> Record excerpts:
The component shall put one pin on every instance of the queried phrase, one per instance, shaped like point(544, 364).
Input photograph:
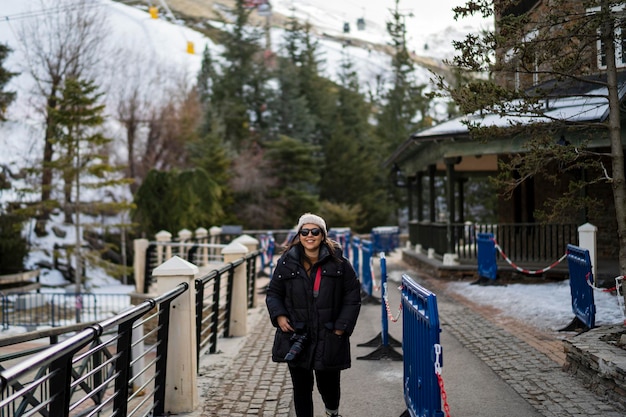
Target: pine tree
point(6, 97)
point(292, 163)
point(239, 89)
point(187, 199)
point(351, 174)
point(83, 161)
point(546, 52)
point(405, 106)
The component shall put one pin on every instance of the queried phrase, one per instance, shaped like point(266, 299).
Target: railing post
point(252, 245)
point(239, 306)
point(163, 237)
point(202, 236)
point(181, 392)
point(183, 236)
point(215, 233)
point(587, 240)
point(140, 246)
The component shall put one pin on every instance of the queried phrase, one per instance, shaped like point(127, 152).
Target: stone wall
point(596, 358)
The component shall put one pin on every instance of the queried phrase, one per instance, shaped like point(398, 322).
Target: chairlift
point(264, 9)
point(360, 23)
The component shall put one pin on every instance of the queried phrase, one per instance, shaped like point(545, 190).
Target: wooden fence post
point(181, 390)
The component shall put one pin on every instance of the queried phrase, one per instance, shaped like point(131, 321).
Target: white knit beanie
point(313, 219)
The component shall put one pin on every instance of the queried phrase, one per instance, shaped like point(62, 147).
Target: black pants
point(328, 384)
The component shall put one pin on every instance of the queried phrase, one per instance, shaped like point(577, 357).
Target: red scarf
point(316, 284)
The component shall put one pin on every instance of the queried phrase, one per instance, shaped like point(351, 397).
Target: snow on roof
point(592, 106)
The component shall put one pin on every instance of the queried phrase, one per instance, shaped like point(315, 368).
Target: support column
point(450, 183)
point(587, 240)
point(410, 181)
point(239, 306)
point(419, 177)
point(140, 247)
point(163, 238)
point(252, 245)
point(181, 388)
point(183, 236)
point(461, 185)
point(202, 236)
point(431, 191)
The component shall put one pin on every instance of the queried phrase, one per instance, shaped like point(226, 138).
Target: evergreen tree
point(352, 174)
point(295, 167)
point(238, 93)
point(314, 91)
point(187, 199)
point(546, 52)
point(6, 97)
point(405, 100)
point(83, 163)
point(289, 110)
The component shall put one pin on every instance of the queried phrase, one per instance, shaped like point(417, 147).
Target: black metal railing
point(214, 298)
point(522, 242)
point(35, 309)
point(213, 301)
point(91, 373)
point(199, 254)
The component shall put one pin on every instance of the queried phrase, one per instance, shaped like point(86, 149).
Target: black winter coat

---

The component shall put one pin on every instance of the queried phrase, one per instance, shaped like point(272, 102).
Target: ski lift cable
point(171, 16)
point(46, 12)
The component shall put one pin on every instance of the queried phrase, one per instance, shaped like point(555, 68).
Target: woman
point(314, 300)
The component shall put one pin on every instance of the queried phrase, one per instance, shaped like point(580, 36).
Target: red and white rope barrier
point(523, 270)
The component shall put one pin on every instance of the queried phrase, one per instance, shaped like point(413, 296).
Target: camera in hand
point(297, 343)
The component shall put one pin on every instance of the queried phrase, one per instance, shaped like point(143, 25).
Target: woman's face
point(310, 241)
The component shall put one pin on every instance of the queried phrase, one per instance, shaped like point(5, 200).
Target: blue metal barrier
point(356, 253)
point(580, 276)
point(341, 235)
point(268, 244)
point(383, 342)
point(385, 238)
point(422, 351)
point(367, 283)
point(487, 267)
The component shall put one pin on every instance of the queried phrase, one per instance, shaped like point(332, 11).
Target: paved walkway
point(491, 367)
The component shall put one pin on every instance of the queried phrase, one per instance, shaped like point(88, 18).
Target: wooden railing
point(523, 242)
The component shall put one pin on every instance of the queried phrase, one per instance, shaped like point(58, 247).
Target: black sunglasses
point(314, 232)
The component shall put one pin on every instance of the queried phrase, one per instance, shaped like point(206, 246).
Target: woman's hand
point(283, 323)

> Objective:
Can you write out the lines from the one containing "like point(351, 397)." up to and including the one containing "Target: black winter coat", switching each "Target" to "Query" and keeping everything else the same?

> Solution for this exercise:
The component shall put one pin on every instance of the queried phrase, one per instance, shaped like point(351, 397).
Query: snow on roof
point(592, 106)
The component shall put one pin on every instance of the queried phrase, one per instance, shaped like point(315, 368).
Query: support column
point(450, 183)
point(587, 240)
point(410, 181)
point(239, 306)
point(419, 177)
point(140, 247)
point(163, 238)
point(252, 245)
point(181, 388)
point(183, 236)
point(461, 185)
point(202, 236)
point(431, 191)
The component shall put one pin on every instance of the queried phrase, one per instance, shaped like point(226, 138).
Query: evergreen tree
point(352, 174)
point(295, 167)
point(238, 93)
point(314, 91)
point(187, 199)
point(546, 52)
point(6, 97)
point(405, 100)
point(83, 163)
point(289, 110)
The component shall put one pin on every instance of the queried phrase, one per instance, shaped like point(417, 147).
Query: black metal railing
point(214, 298)
point(522, 242)
point(35, 309)
point(213, 301)
point(91, 373)
point(199, 254)
The component shall put one pin on every instance of the queried phrase, one per instance, shaped like point(86, 149).
Query: black winter coat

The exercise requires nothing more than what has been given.